Aim of the exercise
Copy every one of the following records line for line, leaving each character unchanged.

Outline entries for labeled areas
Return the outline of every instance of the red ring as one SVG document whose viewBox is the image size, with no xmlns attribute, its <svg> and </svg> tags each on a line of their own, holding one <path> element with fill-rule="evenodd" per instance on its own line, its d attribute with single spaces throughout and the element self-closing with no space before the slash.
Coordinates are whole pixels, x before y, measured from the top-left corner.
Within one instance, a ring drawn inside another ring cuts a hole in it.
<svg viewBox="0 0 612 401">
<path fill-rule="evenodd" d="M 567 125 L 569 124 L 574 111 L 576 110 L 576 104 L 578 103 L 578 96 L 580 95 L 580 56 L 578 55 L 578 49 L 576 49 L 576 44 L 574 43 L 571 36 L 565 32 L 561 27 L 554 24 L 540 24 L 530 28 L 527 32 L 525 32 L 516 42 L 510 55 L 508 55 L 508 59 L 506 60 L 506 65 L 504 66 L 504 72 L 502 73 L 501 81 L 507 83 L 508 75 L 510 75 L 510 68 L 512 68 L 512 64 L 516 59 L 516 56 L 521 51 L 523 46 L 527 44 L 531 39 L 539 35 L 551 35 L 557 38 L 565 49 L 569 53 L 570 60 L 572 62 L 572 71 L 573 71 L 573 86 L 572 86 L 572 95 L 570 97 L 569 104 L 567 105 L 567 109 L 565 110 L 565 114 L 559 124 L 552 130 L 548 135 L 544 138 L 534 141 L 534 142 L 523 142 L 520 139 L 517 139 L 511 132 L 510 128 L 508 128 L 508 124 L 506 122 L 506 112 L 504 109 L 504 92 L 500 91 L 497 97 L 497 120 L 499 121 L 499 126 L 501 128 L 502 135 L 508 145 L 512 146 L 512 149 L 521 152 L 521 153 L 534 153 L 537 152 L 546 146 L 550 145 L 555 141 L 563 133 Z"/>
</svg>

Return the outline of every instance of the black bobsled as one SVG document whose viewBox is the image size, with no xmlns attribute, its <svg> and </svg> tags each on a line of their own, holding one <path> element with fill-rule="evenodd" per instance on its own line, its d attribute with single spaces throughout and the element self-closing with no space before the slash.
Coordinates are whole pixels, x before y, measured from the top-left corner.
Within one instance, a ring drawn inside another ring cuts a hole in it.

Exercise solution
Return the outline of every instance of the red ring as one SVG document whose viewBox is the image size, with no xmlns attribute, its <svg> and </svg> tags each on a line of their own, holding one <path> element with fill-rule="evenodd" per instance on its own line, its d attribute with single spaces throughout and the element self-closing with no space before the slash.
Coordinates are whole pixels, x before y, measured from the top-left corner.
Within one instance, a ring drawn inside another ring cuts a hole in it.
<svg viewBox="0 0 612 401">
<path fill-rule="evenodd" d="M 567 125 L 569 124 L 574 111 L 576 110 L 576 104 L 578 103 L 578 96 L 580 95 L 580 56 L 578 55 L 578 49 L 576 49 L 576 44 L 574 43 L 571 36 L 565 32 L 561 27 L 554 24 L 540 24 L 530 28 L 527 32 L 525 32 L 516 42 L 510 55 L 508 55 L 508 59 L 506 60 L 506 65 L 504 66 L 504 72 L 502 73 L 501 81 L 507 83 L 508 75 L 510 75 L 510 68 L 512 68 L 512 64 L 516 59 L 516 56 L 521 51 L 523 46 L 527 44 L 531 39 L 539 35 L 551 35 L 557 38 L 565 49 L 569 53 L 570 60 L 572 62 L 572 71 L 573 71 L 573 86 L 572 86 L 572 95 L 570 97 L 569 104 L 567 105 L 567 109 L 565 110 L 565 114 L 559 124 L 552 130 L 548 135 L 544 138 L 534 141 L 534 142 L 523 142 L 520 139 L 517 139 L 511 132 L 510 128 L 508 128 L 508 124 L 506 122 L 506 112 L 504 109 L 504 92 L 500 91 L 497 97 L 497 120 L 499 121 L 499 126 L 501 128 L 502 135 L 508 145 L 512 146 L 512 149 L 521 152 L 521 153 L 534 153 L 537 152 L 546 146 L 550 145 L 555 141 L 563 133 Z"/>
</svg>

Return the outline of every instance of the black bobsled as one SVG document whose viewBox is the image size, with no xmlns attribute, its <svg> and </svg> tags each on a line of their own, holding one <path> element with fill-rule="evenodd" per instance on its own line, its d attribute with single spaces throughout and the element self-closing with no space before the slash.
Coordinates are whole pixels, x before y, measured from the top-left corner.
Within one instance, a ring drawn inside another ring cuts a hole in it.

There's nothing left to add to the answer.